**Source extract**
Complainant sought a civil monetary fine in the amount of one hundred forty three thousand and six hundred dollars from the Respondent for the alleged violations. 1 On December 13, 1990, Respondent filed its answer to the Complaint. In addition to denying the allegations made by the INS, Respondent also advanced seven affirmative liability defenses through its answer. By my order dated February 12, 1991, six of Respondent's claimed affirmative defenses were stricken from the answer.
Respondent's only remaining liability defense alleges that it could not present a number of its employees' I-9 forms for inspection by the INS since they have been destroyed by a fire which occurred in Southern California. On June 25, 1991. Complainant filed a motion for partial summary decision. In this motion, Complainant seeks summary adjudication with respect to all liability issues contained in counts one, two, three, four, six, seven and eight of the Complaint.
Additionally, Complainant also seeks summary adjudication with respect to one hundred sixty eight instances of the alleged IRCA paperwork violations contained in count five of the Complaint. A Response to Complainant's Motion for Partial Summary Decision was filed by Respondent on July 31, 1991. This Response disputes the propriety of a partial summary decision only as to count one's "continuing-employment" issue. On August 13, 1991, Complainant filed a Supplementary Points and Authorities in Support of Complainant's Motion for Summary Decision.
In this document, the INS requests summary adjudication with respect to additional issues in this case. Complainant argues that appropriate civil money penalties should be summarily imposed in those instances where Respondent's IRCA liability have been established by the evidence presented for purposes of this motion. 1 Although count five listed 197 separate allegations, number 177 was left blank and another allegation is repetitive. Hence, in reality, only 195 I-9s are the subject of this count.
638638 Finally, on September 20, 1991, Complainant filed a motion to amend Complaint. Through this motion. Complainant seeks to correct the name of one Noel employee alleged in the Complaint, correct the proposed fine amounts, reduce one allegation of violation, delete one redundant allegation and withdraw twenty six additional allegations pursuant to the holding of New Peking, Inc. d/b/a New Peking Restaurant, OCAHO Case No. 90100301, Modification by Chief Administrative Hearing Officer (June 18, 1991). In IRCA cases, amendments to the pleadings are liberally allowed pursuant to 28 C.F.R. §68.8 (1991).
Thus, Complainant's present motion to amend the Complaint is granted in its entirety.
The Rules of Practice and Procedure promulgated by the Department of Justice for IRCA proceedings allow for the entry of summary decisions "...if the pleadings, affidavits, materials obtained by discovery or otherwise, or matters officially noticed show that there is no genuine issue as to any material fact and that a party is entitled to summary decision." 28 C.F.R. §68.36(c) (1990). A material fact has been defined by the United States Supreme Court to be one which can potentially influence the outcome of a case. Anderson v. Liberty Lobby, 477 U.S. 242, 106 S.Ct. 2505, 2510, 91 L.Ed.2d 202 (1986).

**Set of tasks**
• A. In the enforcement decision, on what date did Respondent file its answer to the Complaint?
• B. Print the enforcement decision between "Additionally, Complainant also" and "for Summary Decision.", inclusive.
• C. Render this sentence from the enforcement decision in Spanish: "Thus, Complainant's present motion to amend the Complaint is granted in its entirety."
The lines that come after this text aren't needed for anything here.

**Records shown**
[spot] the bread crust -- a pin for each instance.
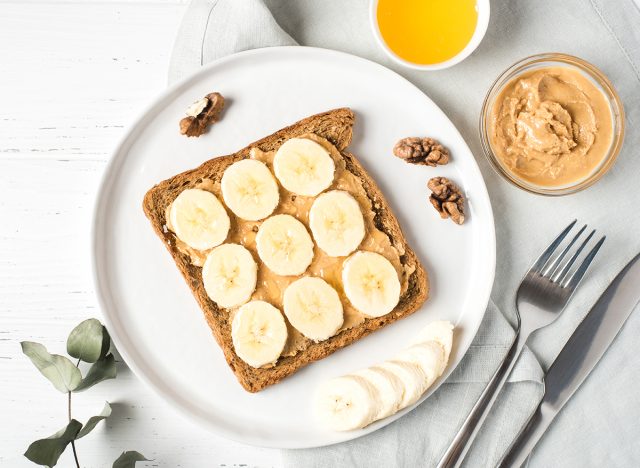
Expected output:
(336, 126)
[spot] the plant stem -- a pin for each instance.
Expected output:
(73, 443)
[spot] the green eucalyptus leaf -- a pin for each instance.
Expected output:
(129, 459)
(89, 341)
(58, 369)
(94, 420)
(103, 369)
(47, 451)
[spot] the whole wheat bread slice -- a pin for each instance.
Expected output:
(335, 126)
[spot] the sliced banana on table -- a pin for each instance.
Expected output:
(284, 245)
(371, 283)
(313, 307)
(346, 403)
(229, 275)
(389, 387)
(250, 190)
(259, 333)
(198, 219)
(337, 223)
(304, 167)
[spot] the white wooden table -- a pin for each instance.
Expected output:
(72, 75)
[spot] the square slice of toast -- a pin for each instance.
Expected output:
(336, 127)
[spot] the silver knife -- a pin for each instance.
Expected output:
(578, 357)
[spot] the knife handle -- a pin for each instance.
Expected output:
(457, 450)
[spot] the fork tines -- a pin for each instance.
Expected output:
(556, 269)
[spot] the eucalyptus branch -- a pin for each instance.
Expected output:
(88, 342)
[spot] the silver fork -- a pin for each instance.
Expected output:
(542, 295)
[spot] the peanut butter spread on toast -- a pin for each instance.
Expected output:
(270, 286)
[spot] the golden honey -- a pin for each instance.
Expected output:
(427, 32)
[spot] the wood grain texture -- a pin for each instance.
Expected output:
(72, 76)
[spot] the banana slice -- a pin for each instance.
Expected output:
(337, 223)
(413, 378)
(389, 387)
(313, 307)
(229, 275)
(259, 333)
(441, 332)
(371, 283)
(250, 190)
(303, 167)
(346, 403)
(198, 219)
(429, 356)
(284, 245)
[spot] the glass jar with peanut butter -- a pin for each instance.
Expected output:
(552, 124)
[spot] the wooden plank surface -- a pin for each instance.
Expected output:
(72, 76)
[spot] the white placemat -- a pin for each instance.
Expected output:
(600, 425)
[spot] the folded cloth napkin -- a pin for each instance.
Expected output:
(601, 423)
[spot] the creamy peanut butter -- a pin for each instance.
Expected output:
(551, 126)
(270, 286)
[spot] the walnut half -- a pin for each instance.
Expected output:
(425, 151)
(447, 199)
(201, 114)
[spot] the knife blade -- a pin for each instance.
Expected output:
(579, 356)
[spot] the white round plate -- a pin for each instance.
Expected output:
(150, 312)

**Answer list**
• A. December 13, 1990

• B.
Additionally, Complainant also seeks summary adjudication with respect to one hundred sixty eight instances of the alleged IRCA paperwork violations contained in count five of the Complaint. A Response to Complainant's Motion for Partial Summary Decision was filed by Respondent on July 31, 1991. This Response disputes the propriety of a partial summary decision only as to count one's "continuing-employment" issue. On August 13, 1991, Complainant filed a Supplementary Points and Authorities in Support of Complainant's Motion for Summary Decision.

• C. Por lo tanto, se concede en su totalidad la presente moción de la parte demandante para enmendar la Demanda.